> _Exercise_
In the forum thread, who wrote -rangejoin-, and which other command must be installed to use it?

Please let me know if you need more clarifications! Much appreciated!
Comment

Clyde Schechter

Join Date: Apr 2014
Posts: 30117

#11

13 Aug 2024, 20:33

OK, so the precedence relationship was implicit in the existing sort order of the data. Hiding in plain sight, as it were. Knowing that:

Code:

//    MARK THE EXISTING SORT ORDER
gen `c(obs_t)' obs_no = _n

//    COPY THE ESSENTIAL VARIABLES TO A SEPARATE FILE
preserve
keep obs_no cusip yq value
tempfile holding
save `holding'

//    JOIN THE NEW FILE TO THE ORIGINAL ENFORCING THE CONSTRAINTS NEEDED
restore, preserve
rangejoin obs_no . -1 using `holding', by(cusip) // ENFORCE PRECEDENCE & SELF-EXCLUSION
keep if inlist(yq-yq_U, 0, 1) // ENFORCE 2 QUARTER WINDOW

//    CALCULATE THE MEANS OF THE SURVIVING PAIRINGS FOR EACH OBS_NO
collapse (mean) wanted = value_U, by(obs_no)
save `"`holding'"', replace

//    NOW MERGE THIS BACK TO THE ORIGINAL DATA
restore
merge 1:1 obs_no using `holding', assert(match master) nogenerate

-rangejoin- is written by Robert Picard and is available from SSC. Its use requires also having installed -rangestat-, which, based on the earlier posts in the thread, it appears you already have.

Comment

james xu

Join Date: Aug 2024

Posts: 21
#12

13 Aug 2024, 21:08

Originally posted by Clyde Schechter View Post

OK, so the precedence relationship was implicit in the existing sort order of the data. Hiding in plain sight, as it were. Knowing that:

Code:

// MARK THE EXISTING SORT ORDER gen `c(obs_t)' obs_no = _n // COPY THE ESSENTIAL VARIABLES TO A SEPARATE FILE preserve keep obs_no cusip yq value tempfile holding save `holding' // JOIN THE NEW FILE TO THE ORIGINAL ENFORCING THE CONSTRAINTS NEEDED restore, preserve rangejoin obs_no . -1 using `holding', by(cusip) // ENFORCE PRECEDENCE & SELF-EXCLUSION keep if inlist(yq-yq_U, 0, 1) // ENFORCE 2 QUARTER WINDOW // CALCULATE THE MEANS OF THE SURVIVING PAIRINGS FOR EACH OBS_NO collapse (mean) wanted = value_U, by(obs_no) save `"`holding'"', replace // NOW MERGE THIS BACK TO THE ORIGINAL DATA restore merge 1:1 obs_no using `holding', assert(match master) nogenerate

-rangejoin- is written by Robert Picard and is available from SSC. Its use requires also having installed -rangestat-, which, based on the earlier posts in the thread, it appears you already have.

> _Data records_
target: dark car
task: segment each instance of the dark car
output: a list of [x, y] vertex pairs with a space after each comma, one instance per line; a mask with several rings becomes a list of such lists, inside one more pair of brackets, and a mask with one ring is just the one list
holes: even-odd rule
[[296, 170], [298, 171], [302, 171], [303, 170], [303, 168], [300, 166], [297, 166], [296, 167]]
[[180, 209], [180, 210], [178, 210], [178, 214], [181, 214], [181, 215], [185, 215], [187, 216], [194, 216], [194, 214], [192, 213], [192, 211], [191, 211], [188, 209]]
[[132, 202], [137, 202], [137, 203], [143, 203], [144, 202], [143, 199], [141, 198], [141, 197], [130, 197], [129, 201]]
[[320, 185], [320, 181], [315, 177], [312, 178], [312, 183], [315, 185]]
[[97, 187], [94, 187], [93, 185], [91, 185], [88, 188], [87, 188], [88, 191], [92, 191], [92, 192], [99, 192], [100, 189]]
---
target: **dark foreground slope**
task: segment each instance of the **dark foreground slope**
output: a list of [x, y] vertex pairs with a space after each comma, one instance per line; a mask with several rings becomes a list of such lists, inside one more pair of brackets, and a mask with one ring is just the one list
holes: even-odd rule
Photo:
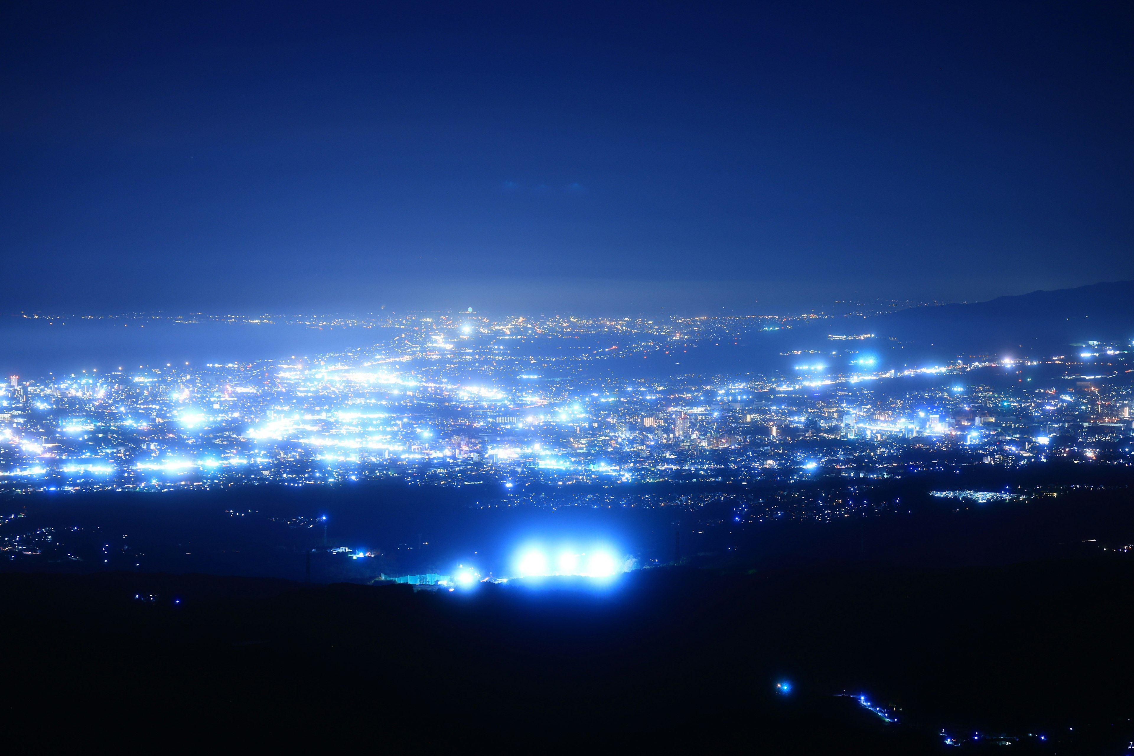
...
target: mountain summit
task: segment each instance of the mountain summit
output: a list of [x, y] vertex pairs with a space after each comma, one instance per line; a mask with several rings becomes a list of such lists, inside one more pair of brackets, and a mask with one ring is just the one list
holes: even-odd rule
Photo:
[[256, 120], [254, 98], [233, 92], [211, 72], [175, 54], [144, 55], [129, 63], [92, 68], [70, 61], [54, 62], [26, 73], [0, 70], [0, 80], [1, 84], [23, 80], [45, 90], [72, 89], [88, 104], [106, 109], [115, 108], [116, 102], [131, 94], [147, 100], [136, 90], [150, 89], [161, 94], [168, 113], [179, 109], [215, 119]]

> _Result for this exercise_
Robert Picard wrote -rangejoin-, and it also requires -rangestat-.